start Text provided

Convert Ontology to RDF

library(ontologics)
library(tibble)
library(dplyr, warn.conflicts = FALSE)

Usage

To export the ontology as RDF just call export_as_rdf(). The ontology and the file name have to be specified. The format is optional and defaults to RDF-Turtle. Available formats are rdfxml, nquads, ntriples, turtle or jsonld.

ontoDir <- system.file("extdata", "crops.rds", package = "ontologics")
onto <- load_ontology(path = ontoDir)

export_as_rdf(ontology = onto, filename = "onto.ttl")

Conversion Rational

Conversion to an RDF (Resource Description Framework) serialization is integrated to render the built ontologies interoperable with the Semantic Web. This document gives a short introduction to the RDF concepts we need for the conversion. For a more comprehensive introduction the article RDF, the semantic web, Jordan, Jordan and Jordan is recommended.

end Text provided

▶ **Direction A**: List every export format that the ontology-to-RDF text names as available.
▶ **Direction B**: In the ontology-to-RDF text, which format does the export use when none is given?

start Rows

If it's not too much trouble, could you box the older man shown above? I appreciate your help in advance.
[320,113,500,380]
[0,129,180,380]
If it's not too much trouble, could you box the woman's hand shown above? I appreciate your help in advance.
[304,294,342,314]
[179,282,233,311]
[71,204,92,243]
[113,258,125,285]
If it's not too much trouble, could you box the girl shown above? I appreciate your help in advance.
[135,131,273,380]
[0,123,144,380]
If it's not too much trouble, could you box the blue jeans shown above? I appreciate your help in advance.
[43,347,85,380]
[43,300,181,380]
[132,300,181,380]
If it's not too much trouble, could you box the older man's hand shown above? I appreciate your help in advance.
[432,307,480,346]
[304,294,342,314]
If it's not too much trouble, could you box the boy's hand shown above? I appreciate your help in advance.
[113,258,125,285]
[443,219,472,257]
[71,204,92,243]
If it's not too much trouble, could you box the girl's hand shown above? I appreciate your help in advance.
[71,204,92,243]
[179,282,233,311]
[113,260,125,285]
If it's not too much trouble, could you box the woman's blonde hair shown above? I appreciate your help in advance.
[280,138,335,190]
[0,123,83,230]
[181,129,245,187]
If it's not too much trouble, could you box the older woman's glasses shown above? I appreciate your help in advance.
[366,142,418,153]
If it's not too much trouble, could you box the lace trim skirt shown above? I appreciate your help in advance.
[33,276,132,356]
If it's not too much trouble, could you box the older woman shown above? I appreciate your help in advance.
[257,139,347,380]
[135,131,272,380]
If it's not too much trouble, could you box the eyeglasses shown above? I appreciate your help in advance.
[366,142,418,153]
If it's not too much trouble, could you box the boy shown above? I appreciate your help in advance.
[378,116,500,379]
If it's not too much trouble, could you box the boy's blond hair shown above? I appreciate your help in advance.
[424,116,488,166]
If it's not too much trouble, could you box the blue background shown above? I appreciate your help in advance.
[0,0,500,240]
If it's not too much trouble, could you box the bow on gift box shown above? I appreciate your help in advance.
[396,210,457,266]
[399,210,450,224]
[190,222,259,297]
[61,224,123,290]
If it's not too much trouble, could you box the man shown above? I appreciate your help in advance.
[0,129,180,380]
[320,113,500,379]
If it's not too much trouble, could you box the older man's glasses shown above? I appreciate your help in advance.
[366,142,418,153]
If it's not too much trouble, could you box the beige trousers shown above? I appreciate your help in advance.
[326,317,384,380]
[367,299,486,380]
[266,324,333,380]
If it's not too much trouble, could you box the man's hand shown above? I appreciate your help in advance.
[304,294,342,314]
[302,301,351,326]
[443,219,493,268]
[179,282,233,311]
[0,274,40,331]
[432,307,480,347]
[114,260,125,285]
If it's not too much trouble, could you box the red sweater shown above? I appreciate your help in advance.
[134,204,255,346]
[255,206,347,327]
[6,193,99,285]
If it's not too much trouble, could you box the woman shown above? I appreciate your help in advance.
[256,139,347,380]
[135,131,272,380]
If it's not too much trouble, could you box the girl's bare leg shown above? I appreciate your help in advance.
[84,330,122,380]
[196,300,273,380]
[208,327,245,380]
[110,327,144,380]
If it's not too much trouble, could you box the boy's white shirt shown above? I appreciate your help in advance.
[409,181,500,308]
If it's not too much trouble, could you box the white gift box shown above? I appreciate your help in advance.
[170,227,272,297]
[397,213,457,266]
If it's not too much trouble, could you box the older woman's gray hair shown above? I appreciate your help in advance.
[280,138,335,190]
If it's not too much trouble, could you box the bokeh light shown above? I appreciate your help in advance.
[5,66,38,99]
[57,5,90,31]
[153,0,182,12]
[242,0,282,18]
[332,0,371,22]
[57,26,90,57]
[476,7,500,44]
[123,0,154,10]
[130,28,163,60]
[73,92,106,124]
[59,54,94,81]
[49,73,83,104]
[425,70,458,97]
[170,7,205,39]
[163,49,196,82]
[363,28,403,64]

end Rows

▶ **Worked answer A**: rdfxml, nquads, ntriples, turtle, jsonld

▶ **Worked answer B**: RDF-Turtle